(Rows from a data source)

* * * * *

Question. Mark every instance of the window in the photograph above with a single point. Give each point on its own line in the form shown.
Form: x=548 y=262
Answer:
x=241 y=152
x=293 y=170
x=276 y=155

* * * * *

**EXERCISE DIRECTIONS**: Put every line of the rows above into a JSON list of strings, one string per line, leaving out blank lines.

**REPLY**:
[
  "Question. Mark every instance of the window in the photograph above with a single point. Give each point on its own line in the form shown.",
  "Form: x=548 y=262",
  "Answer:",
  "x=241 y=152",
  "x=293 y=170",
  "x=276 y=155"
]